• **Goal**:
Reproduce the complete listing without any deviation.

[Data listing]
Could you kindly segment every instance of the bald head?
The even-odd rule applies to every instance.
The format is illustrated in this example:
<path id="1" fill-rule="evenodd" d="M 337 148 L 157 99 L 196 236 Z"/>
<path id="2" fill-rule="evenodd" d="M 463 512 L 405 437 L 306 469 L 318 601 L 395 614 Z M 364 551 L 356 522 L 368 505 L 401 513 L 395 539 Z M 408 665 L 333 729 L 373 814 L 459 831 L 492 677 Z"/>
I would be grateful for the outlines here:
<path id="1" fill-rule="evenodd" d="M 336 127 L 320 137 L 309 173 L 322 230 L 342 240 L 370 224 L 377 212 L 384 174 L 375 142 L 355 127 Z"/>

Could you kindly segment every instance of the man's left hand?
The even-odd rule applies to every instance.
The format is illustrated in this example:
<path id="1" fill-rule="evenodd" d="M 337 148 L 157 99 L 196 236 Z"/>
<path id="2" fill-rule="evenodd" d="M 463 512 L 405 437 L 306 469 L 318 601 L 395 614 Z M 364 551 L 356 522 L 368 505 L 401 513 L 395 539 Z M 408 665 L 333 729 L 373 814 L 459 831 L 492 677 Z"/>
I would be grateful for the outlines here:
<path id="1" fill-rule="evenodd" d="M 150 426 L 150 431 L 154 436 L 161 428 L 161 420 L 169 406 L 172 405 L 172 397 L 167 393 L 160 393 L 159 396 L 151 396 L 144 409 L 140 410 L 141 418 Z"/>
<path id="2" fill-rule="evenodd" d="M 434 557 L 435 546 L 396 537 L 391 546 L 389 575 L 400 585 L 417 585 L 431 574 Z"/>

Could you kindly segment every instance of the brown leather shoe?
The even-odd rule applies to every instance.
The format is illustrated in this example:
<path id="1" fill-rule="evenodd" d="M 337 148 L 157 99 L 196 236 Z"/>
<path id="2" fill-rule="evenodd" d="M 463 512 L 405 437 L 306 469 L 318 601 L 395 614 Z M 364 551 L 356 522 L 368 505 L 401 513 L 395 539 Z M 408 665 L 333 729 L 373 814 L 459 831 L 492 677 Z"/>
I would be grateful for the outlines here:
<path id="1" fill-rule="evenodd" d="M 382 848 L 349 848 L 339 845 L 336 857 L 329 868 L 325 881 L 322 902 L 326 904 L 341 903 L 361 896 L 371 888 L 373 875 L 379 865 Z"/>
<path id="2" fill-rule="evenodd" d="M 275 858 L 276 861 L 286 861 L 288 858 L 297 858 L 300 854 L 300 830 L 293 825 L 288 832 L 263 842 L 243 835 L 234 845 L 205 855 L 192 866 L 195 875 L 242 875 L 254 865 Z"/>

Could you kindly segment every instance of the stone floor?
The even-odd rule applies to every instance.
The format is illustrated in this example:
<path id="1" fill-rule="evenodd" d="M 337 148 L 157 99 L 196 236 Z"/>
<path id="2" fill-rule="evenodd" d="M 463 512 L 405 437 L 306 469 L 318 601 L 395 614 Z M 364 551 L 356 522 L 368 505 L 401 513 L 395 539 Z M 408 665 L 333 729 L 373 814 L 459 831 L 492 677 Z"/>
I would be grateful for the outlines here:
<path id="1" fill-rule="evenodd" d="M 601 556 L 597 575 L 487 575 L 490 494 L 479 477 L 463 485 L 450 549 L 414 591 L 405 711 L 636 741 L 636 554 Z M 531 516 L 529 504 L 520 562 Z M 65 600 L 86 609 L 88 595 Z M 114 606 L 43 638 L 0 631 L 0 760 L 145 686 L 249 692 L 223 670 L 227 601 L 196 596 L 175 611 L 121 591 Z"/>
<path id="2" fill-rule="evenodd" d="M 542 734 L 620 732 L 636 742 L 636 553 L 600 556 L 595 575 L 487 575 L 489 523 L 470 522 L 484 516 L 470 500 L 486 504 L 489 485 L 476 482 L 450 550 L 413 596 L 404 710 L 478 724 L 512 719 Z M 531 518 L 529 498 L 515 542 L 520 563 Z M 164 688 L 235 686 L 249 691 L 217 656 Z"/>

• **Exercise output**:
Could you kindly segment every instance of the bald head?
The even-odd rule applies to every instance.
The format is illustrated in this example:
<path id="1" fill-rule="evenodd" d="M 337 148 L 157 99 L 196 236 Z"/>
<path id="2" fill-rule="evenodd" d="M 463 512 L 405 437 L 306 469 L 318 601 L 395 614 Z M 364 551 L 356 522 L 368 505 L 401 513 L 395 539 Z M 408 665 L 333 729 L 373 814 L 459 831 L 492 677 Z"/>
I would be grateful for the outlines here:
<path id="1" fill-rule="evenodd" d="M 336 127 L 320 137 L 309 173 L 322 230 L 342 240 L 370 224 L 377 212 L 384 174 L 375 142 L 355 127 Z"/>

Could you kindly segment every instance of the man's left hand?
The even-odd rule applies to every instance.
The format is illustrated in this example:
<path id="1" fill-rule="evenodd" d="M 337 148 L 157 99 L 196 236 Z"/>
<path id="2" fill-rule="evenodd" d="M 463 512 L 405 437 L 306 469 L 318 601 L 395 614 Z M 364 551 L 356 522 L 368 505 L 401 513 L 395 539 Z M 408 665 L 333 729 L 373 814 L 459 831 L 492 677 Z"/>
I would be grateful for the outlines here:
<path id="1" fill-rule="evenodd" d="M 150 426 L 150 431 L 154 436 L 161 428 L 161 420 L 169 406 L 172 405 L 172 397 L 167 393 L 160 393 L 159 396 L 151 396 L 144 409 L 140 410 L 141 418 Z"/>
<path id="2" fill-rule="evenodd" d="M 434 557 L 435 546 L 396 537 L 391 546 L 389 575 L 400 585 L 417 585 L 431 574 Z"/>

Could you kindly segment every instance of the brown leather shoe?
The even-odd rule applies to every instance.
The format is illustrated in this example:
<path id="1" fill-rule="evenodd" d="M 337 148 L 157 99 L 196 236 Z"/>
<path id="2" fill-rule="evenodd" d="M 463 512 L 405 437 L 306 469 L 318 601 L 395 614 Z M 364 551 L 356 522 L 368 505 L 401 513 L 395 539 Z M 408 665 L 333 729 L 373 814 L 459 831 L 492 677 Z"/>
I would be grateful for the outlines here:
<path id="1" fill-rule="evenodd" d="M 382 848 L 349 848 L 339 845 L 336 857 L 329 868 L 325 881 L 322 902 L 326 904 L 341 903 L 361 896 L 371 888 L 373 875 L 379 865 Z"/>
<path id="2" fill-rule="evenodd" d="M 275 858 L 276 861 L 286 861 L 288 858 L 297 858 L 300 854 L 300 830 L 293 825 L 288 832 L 263 842 L 243 835 L 234 845 L 205 855 L 192 866 L 195 875 L 242 875 L 254 865 Z"/>

Could you kindly segment every instance of the stone floor?
The even-odd rule applies to every instance.
The format is illustrated in this example:
<path id="1" fill-rule="evenodd" d="M 337 148 L 157 99 L 196 236 Z"/>
<path id="2" fill-rule="evenodd" d="M 463 512 L 405 437 L 306 469 L 318 601 L 395 614 Z M 364 551 L 356 522 L 368 505 L 401 513 L 395 539 Z M 408 665 L 333 729 L 373 814 L 459 831 L 492 677 Z"/>
I would be grateful for the outlines here:
<path id="1" fill-rule="evenodd" d="M 601 556 L 597 575 L 487 575 L 490 494 L 479 477 L 463 485 L 450 549 L 414 591 L 405 711 L 636 741 L 636 554 Z M 531 516 L 529 504 L 520 562 Z M 65 600 L 86 609 L 88 595 Z M 114 606 L 43 638 L 0 631 L 0 760 L 145 686 L 249 692 L 223 670 L 227 601 L 196 596 L 175 611 L 121 591 Z"/>
<path id="2" fill-rule="evenodd" d="M 542 734 L 620 732 L 636 742 L 636 553 L 600 556 L 595 575 L 487 575 L 489 523 L 470 522 L 484 516 L 470 500 L 486 504 L 489 485 L 476 482 L 450 550 L 413 596 L 404 710 L 478 724 L 512 719 Z M 531 518 L 529 498 L 515 542 L 520 563 Z M 164 688 L 235 686 L 249 691 L 217 656 Z"/>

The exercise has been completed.